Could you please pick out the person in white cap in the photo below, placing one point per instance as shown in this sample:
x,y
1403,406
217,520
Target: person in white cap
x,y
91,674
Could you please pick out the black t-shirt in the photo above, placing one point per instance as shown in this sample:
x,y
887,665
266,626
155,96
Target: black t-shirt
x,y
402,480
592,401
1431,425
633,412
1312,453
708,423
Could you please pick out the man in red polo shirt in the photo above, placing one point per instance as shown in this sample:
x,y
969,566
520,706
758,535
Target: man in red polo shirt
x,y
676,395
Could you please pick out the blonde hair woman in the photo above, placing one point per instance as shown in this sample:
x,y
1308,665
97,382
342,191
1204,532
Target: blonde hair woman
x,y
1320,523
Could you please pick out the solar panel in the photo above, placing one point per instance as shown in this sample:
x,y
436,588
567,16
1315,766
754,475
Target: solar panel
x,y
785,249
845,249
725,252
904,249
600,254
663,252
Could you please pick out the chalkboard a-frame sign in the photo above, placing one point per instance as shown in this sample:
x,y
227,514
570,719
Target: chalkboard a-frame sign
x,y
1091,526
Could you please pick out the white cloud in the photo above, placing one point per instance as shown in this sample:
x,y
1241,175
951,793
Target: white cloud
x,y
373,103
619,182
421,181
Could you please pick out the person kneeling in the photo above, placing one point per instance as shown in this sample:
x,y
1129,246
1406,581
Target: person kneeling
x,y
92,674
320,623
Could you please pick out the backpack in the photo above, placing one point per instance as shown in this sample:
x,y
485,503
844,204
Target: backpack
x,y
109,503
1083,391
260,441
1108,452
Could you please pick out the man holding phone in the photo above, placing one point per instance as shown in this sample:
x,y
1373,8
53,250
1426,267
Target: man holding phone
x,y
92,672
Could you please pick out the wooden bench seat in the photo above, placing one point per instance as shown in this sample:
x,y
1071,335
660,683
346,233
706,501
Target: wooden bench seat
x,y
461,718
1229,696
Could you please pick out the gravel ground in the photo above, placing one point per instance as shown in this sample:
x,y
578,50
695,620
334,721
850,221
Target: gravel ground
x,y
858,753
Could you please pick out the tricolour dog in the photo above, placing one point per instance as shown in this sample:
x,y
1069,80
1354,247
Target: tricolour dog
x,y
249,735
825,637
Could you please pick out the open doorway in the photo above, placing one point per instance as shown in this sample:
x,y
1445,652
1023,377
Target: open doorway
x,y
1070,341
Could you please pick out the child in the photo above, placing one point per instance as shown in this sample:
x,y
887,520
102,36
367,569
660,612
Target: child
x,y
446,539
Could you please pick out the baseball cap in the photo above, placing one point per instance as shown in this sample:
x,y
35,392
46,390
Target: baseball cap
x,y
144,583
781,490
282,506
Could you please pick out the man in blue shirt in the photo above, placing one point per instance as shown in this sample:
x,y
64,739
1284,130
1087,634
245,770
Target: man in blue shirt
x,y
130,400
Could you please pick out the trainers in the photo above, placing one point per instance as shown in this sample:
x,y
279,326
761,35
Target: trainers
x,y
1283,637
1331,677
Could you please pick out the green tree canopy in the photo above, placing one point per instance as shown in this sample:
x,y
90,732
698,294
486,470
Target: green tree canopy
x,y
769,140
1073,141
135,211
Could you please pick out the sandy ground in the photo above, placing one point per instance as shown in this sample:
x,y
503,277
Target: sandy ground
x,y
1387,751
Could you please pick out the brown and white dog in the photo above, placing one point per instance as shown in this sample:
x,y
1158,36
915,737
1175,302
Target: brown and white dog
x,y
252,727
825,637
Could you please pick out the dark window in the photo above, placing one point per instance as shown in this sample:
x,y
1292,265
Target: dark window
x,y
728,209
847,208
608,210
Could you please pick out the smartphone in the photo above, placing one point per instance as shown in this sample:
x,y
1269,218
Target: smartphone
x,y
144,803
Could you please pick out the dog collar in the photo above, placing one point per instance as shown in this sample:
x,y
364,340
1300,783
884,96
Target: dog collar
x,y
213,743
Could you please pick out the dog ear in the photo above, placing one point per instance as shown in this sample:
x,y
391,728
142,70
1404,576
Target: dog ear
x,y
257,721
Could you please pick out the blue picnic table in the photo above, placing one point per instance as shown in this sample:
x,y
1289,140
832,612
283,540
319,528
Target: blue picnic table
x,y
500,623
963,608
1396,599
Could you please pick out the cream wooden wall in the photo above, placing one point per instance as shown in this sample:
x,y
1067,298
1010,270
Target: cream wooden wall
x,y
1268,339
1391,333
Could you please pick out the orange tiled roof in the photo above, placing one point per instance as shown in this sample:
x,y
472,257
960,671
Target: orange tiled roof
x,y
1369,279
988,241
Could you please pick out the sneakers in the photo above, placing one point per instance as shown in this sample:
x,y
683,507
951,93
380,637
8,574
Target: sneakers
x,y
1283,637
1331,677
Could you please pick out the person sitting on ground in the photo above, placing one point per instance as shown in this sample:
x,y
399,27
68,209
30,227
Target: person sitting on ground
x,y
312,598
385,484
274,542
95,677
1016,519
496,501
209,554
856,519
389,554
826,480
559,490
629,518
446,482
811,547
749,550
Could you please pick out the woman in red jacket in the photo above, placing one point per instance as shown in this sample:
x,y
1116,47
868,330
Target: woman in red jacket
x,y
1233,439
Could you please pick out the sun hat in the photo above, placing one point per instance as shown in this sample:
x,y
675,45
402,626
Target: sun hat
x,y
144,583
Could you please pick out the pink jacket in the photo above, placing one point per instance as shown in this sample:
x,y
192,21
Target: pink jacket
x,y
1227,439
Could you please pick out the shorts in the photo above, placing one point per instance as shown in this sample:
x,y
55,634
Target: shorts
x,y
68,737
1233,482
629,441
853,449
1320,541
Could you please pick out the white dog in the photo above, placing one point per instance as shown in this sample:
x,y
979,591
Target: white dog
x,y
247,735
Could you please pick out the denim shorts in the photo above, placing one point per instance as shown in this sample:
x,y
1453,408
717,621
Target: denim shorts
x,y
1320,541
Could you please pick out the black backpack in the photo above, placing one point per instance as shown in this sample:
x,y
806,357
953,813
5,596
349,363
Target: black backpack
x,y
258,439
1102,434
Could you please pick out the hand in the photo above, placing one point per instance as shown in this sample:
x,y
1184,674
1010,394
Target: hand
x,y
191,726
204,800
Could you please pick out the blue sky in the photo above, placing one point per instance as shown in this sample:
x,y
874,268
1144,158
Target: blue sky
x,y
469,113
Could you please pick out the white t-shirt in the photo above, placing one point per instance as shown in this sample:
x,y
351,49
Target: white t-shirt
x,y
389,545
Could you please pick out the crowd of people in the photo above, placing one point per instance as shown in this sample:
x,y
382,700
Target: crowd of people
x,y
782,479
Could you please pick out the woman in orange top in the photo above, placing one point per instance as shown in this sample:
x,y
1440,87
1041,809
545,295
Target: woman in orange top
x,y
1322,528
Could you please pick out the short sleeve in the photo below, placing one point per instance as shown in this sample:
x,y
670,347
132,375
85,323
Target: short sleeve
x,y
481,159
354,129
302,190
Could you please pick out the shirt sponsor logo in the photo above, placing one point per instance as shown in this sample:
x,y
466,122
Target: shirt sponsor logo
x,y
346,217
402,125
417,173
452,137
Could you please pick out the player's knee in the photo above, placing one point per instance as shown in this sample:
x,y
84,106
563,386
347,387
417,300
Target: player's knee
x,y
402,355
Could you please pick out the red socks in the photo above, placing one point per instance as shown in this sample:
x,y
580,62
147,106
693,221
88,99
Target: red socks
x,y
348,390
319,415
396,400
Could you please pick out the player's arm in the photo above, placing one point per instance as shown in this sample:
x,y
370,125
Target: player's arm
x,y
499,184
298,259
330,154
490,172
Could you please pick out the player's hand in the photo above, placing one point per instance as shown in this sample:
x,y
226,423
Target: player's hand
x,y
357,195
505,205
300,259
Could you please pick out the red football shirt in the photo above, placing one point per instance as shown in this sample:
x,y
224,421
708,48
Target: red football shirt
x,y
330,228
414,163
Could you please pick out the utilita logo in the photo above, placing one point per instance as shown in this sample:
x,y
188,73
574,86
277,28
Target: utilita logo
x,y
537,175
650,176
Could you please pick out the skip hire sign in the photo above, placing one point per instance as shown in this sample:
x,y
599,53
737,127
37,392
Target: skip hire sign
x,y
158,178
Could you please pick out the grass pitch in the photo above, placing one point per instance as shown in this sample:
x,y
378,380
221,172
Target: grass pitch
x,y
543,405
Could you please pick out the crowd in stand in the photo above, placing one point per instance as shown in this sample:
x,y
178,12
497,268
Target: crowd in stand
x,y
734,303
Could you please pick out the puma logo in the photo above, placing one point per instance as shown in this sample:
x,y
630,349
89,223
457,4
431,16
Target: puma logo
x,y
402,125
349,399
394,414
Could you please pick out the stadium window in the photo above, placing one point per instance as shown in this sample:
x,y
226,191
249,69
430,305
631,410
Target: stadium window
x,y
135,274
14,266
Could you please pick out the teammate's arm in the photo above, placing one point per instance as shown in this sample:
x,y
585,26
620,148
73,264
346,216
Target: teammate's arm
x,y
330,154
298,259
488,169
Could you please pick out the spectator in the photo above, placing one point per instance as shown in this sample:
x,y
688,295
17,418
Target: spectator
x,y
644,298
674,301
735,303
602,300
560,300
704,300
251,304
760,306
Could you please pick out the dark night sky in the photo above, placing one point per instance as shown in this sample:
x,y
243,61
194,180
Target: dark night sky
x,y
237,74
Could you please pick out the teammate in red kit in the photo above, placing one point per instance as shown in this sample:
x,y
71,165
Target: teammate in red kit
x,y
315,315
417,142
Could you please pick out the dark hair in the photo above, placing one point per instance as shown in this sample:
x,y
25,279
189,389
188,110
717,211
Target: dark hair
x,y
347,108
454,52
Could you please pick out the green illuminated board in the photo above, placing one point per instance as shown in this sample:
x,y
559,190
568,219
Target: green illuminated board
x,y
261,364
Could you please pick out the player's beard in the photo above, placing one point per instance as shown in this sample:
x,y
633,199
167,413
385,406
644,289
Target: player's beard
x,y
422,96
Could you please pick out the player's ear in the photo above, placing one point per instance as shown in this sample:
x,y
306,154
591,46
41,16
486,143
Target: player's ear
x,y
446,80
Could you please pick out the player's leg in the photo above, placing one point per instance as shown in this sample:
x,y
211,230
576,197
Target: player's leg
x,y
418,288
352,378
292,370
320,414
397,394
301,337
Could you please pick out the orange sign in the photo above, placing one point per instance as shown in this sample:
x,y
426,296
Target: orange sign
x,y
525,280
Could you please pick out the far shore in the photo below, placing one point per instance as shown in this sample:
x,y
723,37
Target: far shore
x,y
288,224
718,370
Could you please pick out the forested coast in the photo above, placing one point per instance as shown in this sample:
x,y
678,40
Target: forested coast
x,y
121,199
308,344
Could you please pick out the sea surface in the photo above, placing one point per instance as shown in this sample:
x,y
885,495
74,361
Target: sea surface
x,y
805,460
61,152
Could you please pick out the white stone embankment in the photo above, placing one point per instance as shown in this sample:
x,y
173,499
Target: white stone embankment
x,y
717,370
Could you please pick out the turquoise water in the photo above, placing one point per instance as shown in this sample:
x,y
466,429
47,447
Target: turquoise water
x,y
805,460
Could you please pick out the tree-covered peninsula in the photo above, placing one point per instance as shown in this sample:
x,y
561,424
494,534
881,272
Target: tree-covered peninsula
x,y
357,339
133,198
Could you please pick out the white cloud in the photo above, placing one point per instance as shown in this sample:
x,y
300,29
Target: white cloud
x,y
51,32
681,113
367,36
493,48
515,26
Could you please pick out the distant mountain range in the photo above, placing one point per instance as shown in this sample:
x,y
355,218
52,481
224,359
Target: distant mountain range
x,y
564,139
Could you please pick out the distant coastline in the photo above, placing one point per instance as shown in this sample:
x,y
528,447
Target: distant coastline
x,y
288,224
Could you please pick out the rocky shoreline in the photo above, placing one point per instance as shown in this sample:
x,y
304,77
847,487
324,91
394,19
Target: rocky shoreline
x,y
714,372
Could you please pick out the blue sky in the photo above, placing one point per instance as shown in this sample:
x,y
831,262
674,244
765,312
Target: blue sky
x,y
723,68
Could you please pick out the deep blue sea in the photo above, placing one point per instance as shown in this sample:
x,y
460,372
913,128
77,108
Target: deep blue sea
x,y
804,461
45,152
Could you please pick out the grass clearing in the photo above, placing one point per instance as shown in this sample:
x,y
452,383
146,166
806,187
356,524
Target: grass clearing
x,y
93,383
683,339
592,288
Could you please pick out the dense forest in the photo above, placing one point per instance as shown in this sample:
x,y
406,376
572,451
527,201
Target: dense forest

===

Set task:
Quote, without any change, each line from the one that contains "Could you please pick out the distant coastline" through the end of the material.

Solution for this problem:
Could you please pick out the distant coastline in the photo above, placing one point per instance as shown in this sample:
x,y
528,447
Target: distant coastline
x,y
288,224
Could you please pick out the rocky shoreline in the photo above, placing one point per instance as shown in this sample:
x,y
304,77
847,487
324,91
394,19
Target: rocky shoreline
x,y
714,372
Could you please pick out the blue sky in the photo above, placing one point per instance as shown in this sample:
x,y
831,262
674,244
765,312
Target: blue sky
x,y
723,68
Could you please pick out the deep blue sea in the photo above, placing one point per instance as shown in this sample:
x,y
460,372
913,128
77,108
Target: deep blue sea
x,y
804,461
45,152
Could you please pick out the grass clearing in the photo above, placing one point per instance as shown in this sample:
x,y
452,383
146,166
806,187
356,524
Target: grass clearing
x,y
93,383
683,339
592,288
Could you please pick out the dense forest in the photo above, placing one point per instance as shown in this sample:
x,y
406,376
572,451
527,201
Target: dense forest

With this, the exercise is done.